** begin SELECTED TEXT **
Point cloud in the sensor coordinate system, specified as a `pointCloud` object.

Initial estimate for the pose of the sensor in the map, specified as a `rigid3d` object.

### Name-Value Arguments

Specify optional comma-separated pairs of `Name,Value` arguments. `Name` is the argument name and `Value` is the corresponding value. `Name` must appear inside quotes. You can specify several name and value pair arguments in any order as `Name1,Value1,...,NameN,ValueN`.

Example: `'MaxIterations',30` stops the NDT algorithm after 30 iterations.

Expected percentage of outliers with respect to a normal distribution, specified as a scalar in the range [0, 1). The NDT algorithm assumes a point is generated by the mixture of a normal distribution for inliers and a uniform distribution for outliers. A larger value of `'OutlierRatio'` reduces the influence of outliers.

Data Types: `single` | `double`

Maximum number of iterations before the NDT algorithm stops, specified as a nonnegative integer.
** end SELECTED TEXT **
### TASK REQUIREMENTS
- A) For the NDT reference text, say whether each statement agrees with it. Answer yes or no, and quote the words that decide it.
(i) The point cloud is given in the sensor coordinate system.
(ii) A `Name` argument is written without quotes.
(iii) A larger outlier ratio makes outliers count for more.
- B) Answer these questions from the NDT reference text.
(i) What range must the expected percentage of outliers fall in?
(ii) What does the example `'MaxIterations',30` do?
(iii) Which data types are listed?
- C) Pick up the NDT reference text after its last sentence and keep writing in the same style.
** begin DATA LISTING **
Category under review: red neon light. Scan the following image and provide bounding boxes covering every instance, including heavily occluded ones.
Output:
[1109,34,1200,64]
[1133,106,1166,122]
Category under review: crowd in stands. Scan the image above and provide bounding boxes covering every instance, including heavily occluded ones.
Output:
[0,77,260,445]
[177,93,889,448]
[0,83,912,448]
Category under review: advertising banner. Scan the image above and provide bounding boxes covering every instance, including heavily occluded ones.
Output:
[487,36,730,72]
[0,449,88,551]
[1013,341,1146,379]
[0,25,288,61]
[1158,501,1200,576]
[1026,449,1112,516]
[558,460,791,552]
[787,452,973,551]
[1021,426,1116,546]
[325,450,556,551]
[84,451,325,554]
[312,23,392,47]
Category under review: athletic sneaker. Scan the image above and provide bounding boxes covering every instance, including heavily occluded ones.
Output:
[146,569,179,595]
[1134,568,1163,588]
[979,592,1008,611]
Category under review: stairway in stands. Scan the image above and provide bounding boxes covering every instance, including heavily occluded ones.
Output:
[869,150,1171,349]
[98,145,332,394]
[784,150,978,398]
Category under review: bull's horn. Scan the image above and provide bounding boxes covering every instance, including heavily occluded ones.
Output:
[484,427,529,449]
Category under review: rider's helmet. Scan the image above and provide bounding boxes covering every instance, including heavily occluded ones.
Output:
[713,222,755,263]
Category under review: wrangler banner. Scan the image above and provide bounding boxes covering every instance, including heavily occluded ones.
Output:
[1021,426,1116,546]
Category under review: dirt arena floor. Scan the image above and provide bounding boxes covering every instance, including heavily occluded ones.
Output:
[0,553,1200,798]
** end DATA LISTING **
### EXERCISE RESPONSES
- A)
(i) Yes: "Point cloud in the sensor coordinate system"
(ii) No: "must appear inside quotes"
(iii) No: "reduces the influence of outliers"

- B)
(i) [0, 1)
(ii) It stops the NDT algorithm after 30 iterations.
(iii) `single` and `double`

- C)
Data Types: `single` | `double`

Tolerance between consecutive NDT iterations, specified as a 2-element vector with nonnegative values. The vector, [Tdiff Rdiff], represents the tolerance of absolute difference in translation and rotation, respectively, estimated in consecutive NDT iterations. Tdiff measures the Euclidean distance between two translation vectors. Rdiff measures the angular difference in degrees. The algorithm stops when the difference between estimated rigid transformations in the most recent consecutive iterations falls below the specified tolerance values.

Data Types: `single` | `double`

Display progress information, specified as a logical `0` (`false`) or `1` (`true`). Set `'Verbose'` to `true` to display progress information.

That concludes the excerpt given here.